Available data START

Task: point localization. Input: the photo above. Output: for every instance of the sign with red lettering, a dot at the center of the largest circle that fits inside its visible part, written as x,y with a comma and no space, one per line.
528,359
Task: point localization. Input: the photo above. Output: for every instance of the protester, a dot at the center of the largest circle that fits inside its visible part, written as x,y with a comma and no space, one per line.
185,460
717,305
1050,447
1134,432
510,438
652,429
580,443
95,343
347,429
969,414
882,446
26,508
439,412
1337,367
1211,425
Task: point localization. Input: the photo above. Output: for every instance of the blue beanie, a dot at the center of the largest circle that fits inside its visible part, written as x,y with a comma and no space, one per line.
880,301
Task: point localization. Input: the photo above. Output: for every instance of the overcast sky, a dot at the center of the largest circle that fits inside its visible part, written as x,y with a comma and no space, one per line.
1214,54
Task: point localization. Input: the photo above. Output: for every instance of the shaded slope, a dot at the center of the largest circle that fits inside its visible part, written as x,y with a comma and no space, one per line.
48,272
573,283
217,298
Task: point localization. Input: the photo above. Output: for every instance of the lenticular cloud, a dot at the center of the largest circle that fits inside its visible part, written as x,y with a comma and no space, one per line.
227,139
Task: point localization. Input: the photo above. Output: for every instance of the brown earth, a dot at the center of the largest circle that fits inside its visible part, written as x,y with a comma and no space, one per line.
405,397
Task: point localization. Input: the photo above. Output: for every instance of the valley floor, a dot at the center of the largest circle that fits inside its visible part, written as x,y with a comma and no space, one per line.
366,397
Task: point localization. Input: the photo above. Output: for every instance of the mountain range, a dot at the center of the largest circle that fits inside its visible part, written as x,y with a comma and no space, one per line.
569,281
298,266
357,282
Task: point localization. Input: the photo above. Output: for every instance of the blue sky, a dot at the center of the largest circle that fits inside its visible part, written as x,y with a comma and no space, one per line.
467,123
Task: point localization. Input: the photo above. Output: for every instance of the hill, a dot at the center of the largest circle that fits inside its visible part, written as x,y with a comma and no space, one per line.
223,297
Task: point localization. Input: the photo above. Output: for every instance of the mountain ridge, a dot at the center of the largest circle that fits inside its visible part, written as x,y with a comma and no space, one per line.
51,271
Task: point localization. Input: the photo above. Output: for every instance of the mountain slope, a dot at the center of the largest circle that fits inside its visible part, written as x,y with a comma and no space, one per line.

Available data END

■ Assignment
Every record should be given again exactly.

■ Solution for this exercise
Task: point localization. Input: the photo above. Output: for every instance of the sign with red lettering, a dot at the center of the largest circle that fits inside its visible part, written as x,y with a comma and no space, one per line.
528,359
Task: point localization. Input: the photo above. Output: for every instance of the protester, a dot at the center of the largest circle that fits inside its visible part, written as x,y with a comma and no space, one per line.
185,460
717,305
1050,447
1134,432
510,438
652,429
580,443
95,343
347,429
969,414
882,446
26,508
439,412
1337,367
1211,425
Task: point localization. Input: the photo above. Output: for every instance of the blue beanie, a dot at the center of the largest circle that fits inside its visible part, written as x,y with a comma and no space, one per line.
880,301
Task: point localization. Input: the photo above. Output: for every instance of the overcast sky, a dot at the center of the largest circle that fits inside its visible part, written as x,y with a comma and no space, one per line.
1214,54
Task: point localization. Input: the photo above. Output: for every instance of the shaded slope, a dot at the center of the largest circle that fits inside its visible part, written as x,y with a comma and no space, one per line.
48,272
573,283
217,298
Task: point localization. Input: the photo above. Output: for every instance of the lenticular cloud, a dot at the center of the largest circle that fits inside its visible part, written as x,y with a comma and no space, one per line.
227,139
Task: point localization. Input: the photo above. Output: for every instance of the brown earth, a dot at the center of the largest circle that fits inside its visible part, written as x,y with a comma and no space, one per line.
405,397
Task: point localization. Input: the photo above. Output: for every instance of the valley floor, a dot at the center of the largest circle that fits inside its visible part, written as x,y with a comma and no space, one per line.
366,397
Task: point localization. Input: the photo above. Output: for every instance of the mountain range, a dot at the center of the largest circle that fits inside its visible part, written as x,y with a comma and no space, one per line.
569,281
298,266
357,282
Task: point localization. Input: the photo above. Output: for every instance of the blue sky, a dot at the center of the largest circle that fits inside its visible part, written as x,y with a comma and no space, one per line.
467,123
Task: point localization. Input: the photo above. Output: for every instance of the hill, a dot at the center of the largest circle that fits inside its visible part, written as x,y with a comma and no space, one per line.
223,297
Task: point localization. Input: the photo above. Output: for every instance of the mountain ridge, a dot at the center of the largest circle that fits inside its visible part, written as x,y with a comma and no space, one per line.
51,271
Task: point localization. Input: the photo above. Output: for every instance of the mountain slope, a dot at the center of the largest circle that fits inside its visible part, written as x,y with a comma and no space, one per line.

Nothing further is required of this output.